Data supplied:
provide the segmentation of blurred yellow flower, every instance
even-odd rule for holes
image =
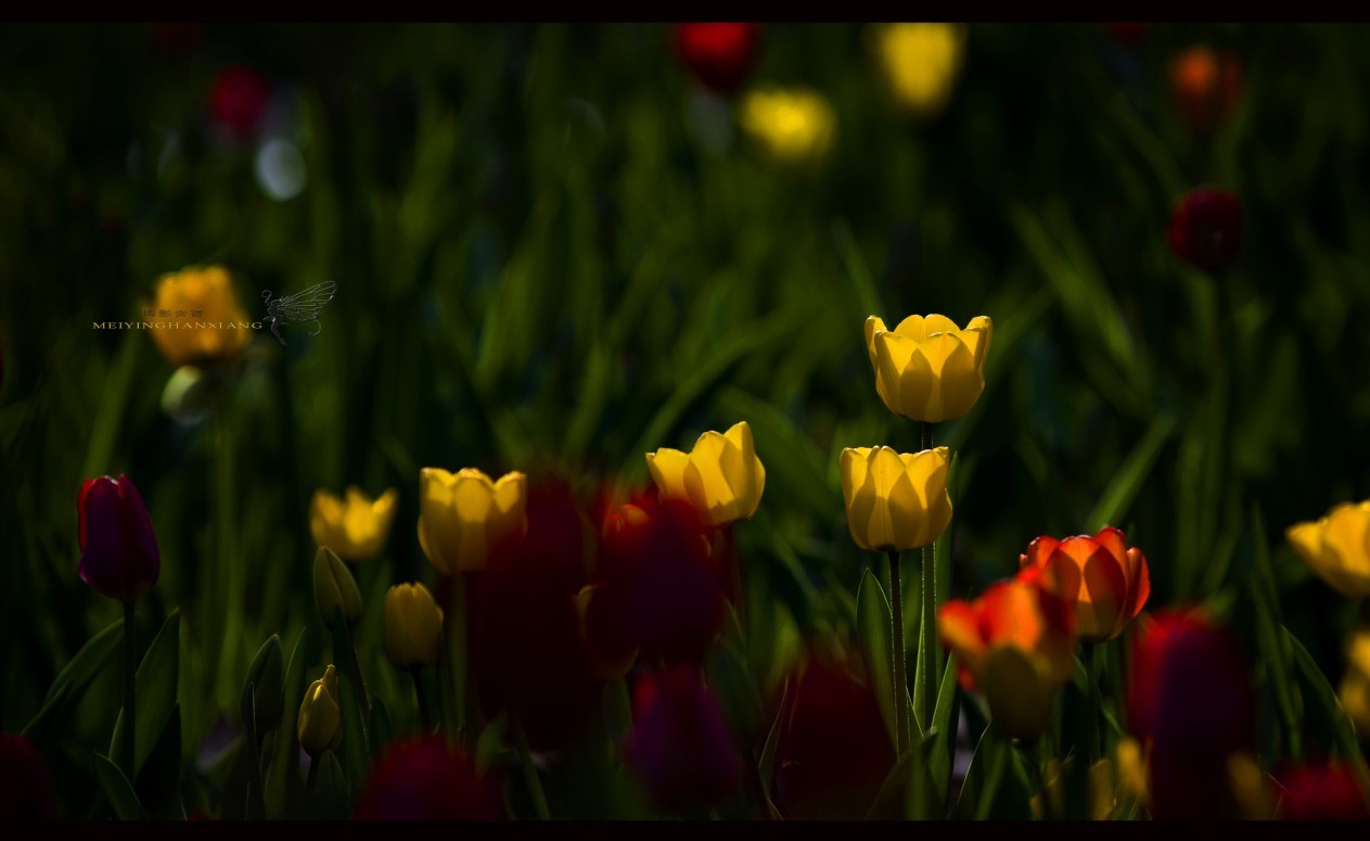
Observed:
[[[875,392],[889,411],[910,420],[955,420],[985,390],[985,357],[993,322],[977,315],[964,329],[945,315],[910,315],[893,330],[866,319],[866,349]]]
[[[527,478],[508,473],[492,482],[474,467],[419,471],[419,547],[440,573],[484,570],[490,549],[527,527]]]
[[[142,308],[158,311],[152,323],[177,325],[151,330],[158,351],[174,366],[208,367],[232,362],[252,341],[251,318],[238,305],[233,279],[222,266],[162,275],[155,300],[144,303]],[[199,323],[222,326],[196,326]]]
[[[1289,545],[1347,596],[1370,596],[1370,500],[1343,503],[1318,522],[1285,531]]]
[[[877,51],[904,110],[914,116],[941,111],[960,71],[964,41],[954,23],[893,23],[880,30]]]
[[[1348,659],[1337,697],[1363,738],[1370,736],[1370,631],[1351,637]]]
[[[748,93],[738,123],[771,159],[786,164],[817,163],[833,145],[833,107],[807,88],[766,88]]]
[[[356,486],[345,497],[315,490],[310,503],[310,531],[314,542],[327,547],[342,560],[370,560],[381,553],[399,493],[388,489],[371,501]]]
[[[756,514],[766,489],[766,467],[745,420],[723,434],[704,433],[689,455],[669,447],[649,452],[647,468],[662,499],[688,501],[714,527]]]
[[[871,552],[903,552],[937,540],[951,522],[945,447],[897,453],[889,447],[843,451],[843,497],[852,540]]]
[[[422,583],[397,583],[385,592],[385,655],[399,668],[437,663],[443,647],[443,608]]]
[[[323,677],[310,683],[300,704],[300,719],[296,723],[300,746],[310,756],[342,744],[342,710],[338,707],[338,677],[330,663]]]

What this task involves: Leave out the pictures, and give all the records again exactly.

Reply to the exercise:
provide the segmentation of blurred yellow flower, every instance
even-odd rule for holes
image =
Observed:
[[[875,392],[889,411],[910,420],[955,420],[985,390],[985,357],[993,322],[977,315],[964,329],[945,315],[910,315],[893,330],[866,319],[866,349]]]
[[[527,478],[508,473],[492,482],[474,467],[419,471],[419,547],[440,573],[484,570],[490,549],[527,527]]]
[[[142,308],[158,311],[152,323],[177,325],[151,330],[158,351],[174,366],[208,367],[232,362],[252,341],[251,318],[238,305],[233,279],[222,266],[162,275],[155,300],[144,303]],[[199,323],[222,326],[196,326]]]
[[[1289,545],[1347,596],[1370,596],[1370,500],[1343,503],[1318,522],[1285,531]]]
[[[877,51],[904,110],[914,116],[941,111],[960,71],[964,41],[954,23],[893,23],[880,30]]]
[[[1348,659],[1337,697],[1363,738],[1370,736],[1370,631],[1351,637]]]
[[[748,93],[738,123],[771,159],[786,164],[817,163],[833,145],[833,107],[807,88],[766,88]]]
[[[356,486],[345,497],[315,490],[310,503],[310,531],[314,542],[327,547],[342,560],[370,560],[381,553],[399,493],[388,489],[371,501]]]
[[[756,514],[766,489],[766,467],[745,420],[723,434],[704,433],[689,455],[669,447],[649,452],[647,468],[662,499],[688,501],[714,527]]]
[[[871,552],[903,552],[937,540],[951,522],[945,447],[897,453],[889,447],[843,451],[843,497],[852,540]]]
[[[422,583],[397,583],[385,592],[385,655],[399,668],[437,663],[443,647],[443,608]]]
[[[323,677],[310,683],[300,704],[300,719],[296,723],[300,746],[310,756],[342,744],[342,710],[338,707],[338,677],[330,663]]]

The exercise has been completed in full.